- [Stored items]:
···

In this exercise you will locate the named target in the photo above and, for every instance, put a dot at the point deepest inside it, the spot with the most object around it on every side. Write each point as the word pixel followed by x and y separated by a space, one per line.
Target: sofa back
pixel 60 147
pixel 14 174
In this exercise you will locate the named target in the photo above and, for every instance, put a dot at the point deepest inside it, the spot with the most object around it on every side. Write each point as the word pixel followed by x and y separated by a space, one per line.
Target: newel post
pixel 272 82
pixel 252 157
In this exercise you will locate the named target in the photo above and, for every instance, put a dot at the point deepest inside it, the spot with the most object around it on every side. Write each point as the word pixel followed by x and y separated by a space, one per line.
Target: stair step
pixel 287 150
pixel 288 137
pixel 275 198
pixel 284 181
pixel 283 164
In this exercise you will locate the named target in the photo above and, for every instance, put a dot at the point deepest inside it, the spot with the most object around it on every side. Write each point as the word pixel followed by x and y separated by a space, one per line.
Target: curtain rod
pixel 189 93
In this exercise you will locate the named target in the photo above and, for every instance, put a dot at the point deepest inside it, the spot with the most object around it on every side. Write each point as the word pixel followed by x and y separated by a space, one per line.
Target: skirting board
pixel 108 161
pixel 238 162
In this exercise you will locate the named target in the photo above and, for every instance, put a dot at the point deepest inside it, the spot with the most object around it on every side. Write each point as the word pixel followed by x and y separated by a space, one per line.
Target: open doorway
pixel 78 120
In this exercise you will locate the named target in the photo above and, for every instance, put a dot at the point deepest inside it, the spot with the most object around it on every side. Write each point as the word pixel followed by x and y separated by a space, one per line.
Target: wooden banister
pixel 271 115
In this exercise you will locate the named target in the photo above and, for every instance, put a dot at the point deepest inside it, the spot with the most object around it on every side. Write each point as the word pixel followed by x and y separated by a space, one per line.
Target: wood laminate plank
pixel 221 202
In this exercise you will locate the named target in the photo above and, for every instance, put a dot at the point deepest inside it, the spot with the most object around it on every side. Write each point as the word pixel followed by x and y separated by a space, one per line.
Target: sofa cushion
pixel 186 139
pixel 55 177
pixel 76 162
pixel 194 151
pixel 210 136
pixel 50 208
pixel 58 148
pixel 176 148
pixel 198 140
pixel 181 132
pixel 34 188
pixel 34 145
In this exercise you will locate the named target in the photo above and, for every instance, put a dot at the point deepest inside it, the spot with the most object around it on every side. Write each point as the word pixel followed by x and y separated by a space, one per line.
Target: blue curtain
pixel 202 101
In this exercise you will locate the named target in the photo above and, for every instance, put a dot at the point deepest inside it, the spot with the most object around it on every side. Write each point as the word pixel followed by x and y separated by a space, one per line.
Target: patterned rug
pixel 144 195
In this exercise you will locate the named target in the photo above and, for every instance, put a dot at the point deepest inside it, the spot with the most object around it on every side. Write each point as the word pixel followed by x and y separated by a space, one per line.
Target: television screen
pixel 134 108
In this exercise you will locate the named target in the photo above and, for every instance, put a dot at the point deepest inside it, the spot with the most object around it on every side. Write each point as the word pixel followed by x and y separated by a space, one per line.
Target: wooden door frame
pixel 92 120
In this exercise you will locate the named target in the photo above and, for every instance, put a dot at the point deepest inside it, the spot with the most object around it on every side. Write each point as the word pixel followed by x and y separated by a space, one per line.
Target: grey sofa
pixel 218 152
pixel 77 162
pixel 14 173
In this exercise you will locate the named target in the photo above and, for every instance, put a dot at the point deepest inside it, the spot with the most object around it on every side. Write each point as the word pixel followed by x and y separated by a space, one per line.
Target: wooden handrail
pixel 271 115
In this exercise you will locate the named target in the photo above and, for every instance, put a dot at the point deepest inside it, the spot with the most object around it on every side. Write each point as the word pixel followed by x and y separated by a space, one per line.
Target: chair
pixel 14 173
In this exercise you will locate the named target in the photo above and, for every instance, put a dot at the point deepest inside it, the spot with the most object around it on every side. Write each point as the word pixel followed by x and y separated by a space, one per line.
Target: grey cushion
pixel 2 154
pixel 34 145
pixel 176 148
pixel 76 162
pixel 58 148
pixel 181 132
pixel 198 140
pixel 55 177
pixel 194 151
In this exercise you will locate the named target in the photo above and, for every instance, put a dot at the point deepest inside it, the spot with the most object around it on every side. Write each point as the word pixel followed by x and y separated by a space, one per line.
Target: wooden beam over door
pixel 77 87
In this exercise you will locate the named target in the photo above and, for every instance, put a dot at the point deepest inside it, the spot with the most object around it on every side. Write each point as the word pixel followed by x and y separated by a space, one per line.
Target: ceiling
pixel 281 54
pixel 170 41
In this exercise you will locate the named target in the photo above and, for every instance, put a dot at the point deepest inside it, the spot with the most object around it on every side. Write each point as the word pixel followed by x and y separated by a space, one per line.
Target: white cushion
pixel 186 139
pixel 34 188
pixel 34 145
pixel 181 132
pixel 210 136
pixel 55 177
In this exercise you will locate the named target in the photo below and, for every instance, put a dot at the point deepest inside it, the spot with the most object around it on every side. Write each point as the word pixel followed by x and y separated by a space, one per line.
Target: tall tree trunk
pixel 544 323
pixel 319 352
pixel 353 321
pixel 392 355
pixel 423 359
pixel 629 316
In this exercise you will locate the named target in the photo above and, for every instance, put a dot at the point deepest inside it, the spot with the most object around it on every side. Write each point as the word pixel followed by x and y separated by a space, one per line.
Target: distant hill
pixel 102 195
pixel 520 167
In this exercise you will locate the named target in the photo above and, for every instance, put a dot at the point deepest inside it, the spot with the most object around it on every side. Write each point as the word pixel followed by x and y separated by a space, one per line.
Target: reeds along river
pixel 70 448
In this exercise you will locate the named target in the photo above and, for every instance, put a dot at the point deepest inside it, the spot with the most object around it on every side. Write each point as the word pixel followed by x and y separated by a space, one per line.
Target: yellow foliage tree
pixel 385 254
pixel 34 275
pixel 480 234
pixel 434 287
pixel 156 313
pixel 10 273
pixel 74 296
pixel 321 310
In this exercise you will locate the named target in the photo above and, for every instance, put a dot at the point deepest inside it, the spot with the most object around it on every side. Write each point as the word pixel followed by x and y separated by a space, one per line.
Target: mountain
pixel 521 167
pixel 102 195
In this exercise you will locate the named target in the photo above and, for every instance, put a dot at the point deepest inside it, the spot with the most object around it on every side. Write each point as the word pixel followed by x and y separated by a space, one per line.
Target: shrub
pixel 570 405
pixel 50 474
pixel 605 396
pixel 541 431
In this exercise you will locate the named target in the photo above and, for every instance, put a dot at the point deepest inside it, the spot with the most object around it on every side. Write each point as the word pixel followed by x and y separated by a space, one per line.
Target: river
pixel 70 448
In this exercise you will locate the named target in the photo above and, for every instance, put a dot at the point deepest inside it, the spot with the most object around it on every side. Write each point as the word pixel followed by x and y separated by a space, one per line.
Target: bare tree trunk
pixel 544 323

···

An exact transcription of the data above is required.

In this exercise you will locate the named target in the photo above and, for every instance, put a dot at the point deepest inside it, the spot with the most object around it on every side. Write each point as the word pixel followed by x and y separated by a space, one per line.
Target: sofa back
pixel 60 147
pixel 14 174
In this exercise you will locate the named target in the photo above and, for every instance, put a dot at the point deepest inside it, the spot with the most object around it on every side. Write each point as the word pixel followed by x and y separated by a space, one per line.
Target: newel post
pixel 272 82
pixel 252 157
In this exercise you will locate the named target in the photo above and, for every instance, put a dot at the point deepest inside it, the spot with the most object around it on every side. Write each point as the word pixel followed by x and y separated by a space, one per line.
Target: stair step
pixel 287 150
pixel 288 137
pixel 275 198
pixel 284 181
pixel 283 164
In this exercise you will locate the named target in the photo above and, for every instance, put a dot at the point deepest inside it, the spot with the most object around it on every side. Write each point as the word pixel followed by x and y separated by a space, one per line.
Target: curtain rod
pixel 189 93
In this exercise you will locate the named target in the photo above and, for every instance, put a dot at the point deepest inside it, the spot with the most object around it on every side. Write each point as the word pixel followed by x and y separated by a space, one per line.
Target: skirting board
pixel 108 161
pixel 238 162
In this exercise you will locate the named target in the photo above and, for every instance, put a dot at the point deepest inside it, the spot with the most object around it on every side. Write each point as the word pixel followed by x and y separated by a space, one per line.
Target: open doorway
pixel 78 120
In this exercise you will locate the named target in the photo above and, for every instance, put a dot at the point deepest inside it, the spot with the most object around it on every side. Write each point as the word pixel followed by x and y separated by a space, one per line.
Target: wooden banister
pixel 271 115
In this exercise you will locate the named target in the photo above and, for every instance, put a dot at the point deepest inside it, the spot with the most object around it on every side. Write each point as the word pixel followed by x and y separated by a space, one per line.
Target: wood laminate plank
pixel 221 202
In this exercise you will locate the named target in the photo above and, for every instance, put a dot at the point deepest inside it, the spot with the most object around it on every side. Write each point as the word pixel followed by x and y separated by a space, one per line.
Target: sofa cushion
pixel 186 139
pixel 55 177
pixel 76 162
pixel 194 151
pixel 210 136
pixel 50 208
pixel 58 148
pixel 176 148
pixel 198 140
pixel 181 132
pixel 34 188
pixel 34 145
In this exercise you will locate the named target in the photo above and, for every instance, put a dot at the point deepest inside it, the spot with the most object around it on every side. Write each point as the word pixel followed by x and y separated by a space, one per line.
Target: blue curtain
pixel 202 101
In this exercise you will locate the named target in the photo above and, for every instance, put a dot at the point deepest inside it, the spot with the most object around it on every side. Write each point as the word pixel followed by x and y separated by a space, one per line.
Target: patterned rug
pixel 144 195
In this exercise you will locate the named target in the photo above and, for every instance, put a dot at the point deepest inside it, the spot with the most object around it on every side. Write each point as the word pixel followed by x and y separated by a space, one per line.
Target: television screen
pixel 134 108
In this exercise you will locate the named target in the photo above and, for every instance, put a dot at the point deepest inside it, the spot with the most object around it on every side. Write each point as the word pixel followed by x and y separated by a space, one per line.
Target: wooden door frame
pixel 92 120
In this exercise you will locate the named target in the photo above and, for every instance, put a dot at the point deepest inside it, the spot with the most object around it on every side. Write each point as the word pixel followed by x and y separated by a space, one per line.
Target: grey sofa
pixel 218 152
pixel 77 162
pixel 14 173
In this exercise you will locate the named target in the photo above and, for every instance, put a dot at the point deepest inside it, the spot with the most object around it on every side. Write each point as the word pixel followed by x and y separated by a space, one per line.
Target: wooden handrail
pixel 271 115
In this exercise you will locate the named target in the photo above and, for every instance, put a dot at the point deepest inside it, the spot with the most object around it on every side. Write each point as the word pixel followed by x and y separated by a space, one per line.
Target: chair
pixel 14 173
In this exercise you will locate the named target in the photo above and, for every instance, put a dot at the point deepest inside it, the spot with the most object around it on every side. Write each point as the word pixel followed by x and y separated by a space, one per line.
Target: grey cushion
pixel 2 154
pixel 34 145
pixel 176 148
pixel 76 162
pixel 58 148
pixel 181 132
pixel 198 140
pixel 55 177
pixel 194 151
In this exercise you will locate the named target in the photo above and, for every instance, put a dot at the point deepest inside it, the spot with the most object around it on every side. Write each point as the word pixel followed by x and y separated by a space, one per line.
Target: wooden beam over door
pixel 77 87
In this exercise you will locate the named target in the photo above and, for every instance, put a dot at the point deepest inside it, the spot with the most object around it on every side. Write each point as the word pixel followed by x and y separated by a space, one per line.
Target: ceiling
pixel 281 54
pixel 170 41
In this exercise you will locate the named target in the photo above and, for every instance, put a dot at the point deepest inside it, the spot with the most object around it on every side. Write each point as the word pixel followed by x and y separated by a space, one per line.
Target: white cushion
pixel 186 139
pixel 34 188
pixel 34 145
pixel 181 132
pixel 210 136
pixel 55 177
In this exercise you will locate the named target in the photo below and, for every instance, put a dot at the point deepest inside it, the spot with the most object around it on every side. Write each point as the word pixel followed by x and y separated by a space, one per line.
Target: tall tree trunk
pixel 544 323
pixel 319 352
pixel 353 321
pixel 392 355
pixel 423 359
pixel 629 316
In this exercise you will locate the named target in the photo above and, for every instance, put a dot at the point deepest inside it, the spot with the most object around it on every side. Write each point as the word pixel followed by x and y separated by a space, one per line.
Target: distant hill
pixel 102 195
pixel 520 167
In this exercise you will locate the named target in the photo above and, for every instance, put a dot at the point deepest inside it, the spot with the most object around it on every side. Write each point as the word pixel followed by x and y separated by a space, one per line.
Target: reeds along river
pixel 70 448
In this exercise you will locate the named target in the photo above and, for every instance, put a dot at the point deepest inside it, the spot with the most object around it on every side. Write each point as the word pixel followed by x and y separated by a space, one per line.
Target: yellow foliage tree
pixel 385 254
pixel 34 275
pixel 480 234
pixel 434 287
pixel 156 313
pixel 10 273
pixel 74 296
pixel 321 310
In this exercise you will locate the named target in the photo above and, for every instance, put a dot at the point deepest inside it, the spot with the most object around it on every side. Write each point as the word pixel followed by x and y separated by a space, one per line.
Target: mountain
pixel 521 167
pixel 102 195
In this exercise you will locate the named target in the photo above and, for every instance, put a dot at the point deepest inside it, the spot with the most object around it on every side. Write each point as the word pixel followed by x and y separated by a space, one per line.
Target: shrub
pixel 570 405
pixel 50 474
pixel 605 396
pixel 541 431
In this exercise you will locate the named target in the photo above and, for every instance, put a dot at the point deepest inside it, the spot with the most object around it on every side. Write each point as the word pixel followed by x and y separated by a space, one per line.
Target: river
pixel 70 448
In this exercise you will locate the named target in the photo above and, for every instance, put a dot at the point deepest inside it, the spot with the most object around it on every side. Write each point as the word pixel followed by x and y separated by a space, one per line.
Target: bare tree trunk
pixel 544 323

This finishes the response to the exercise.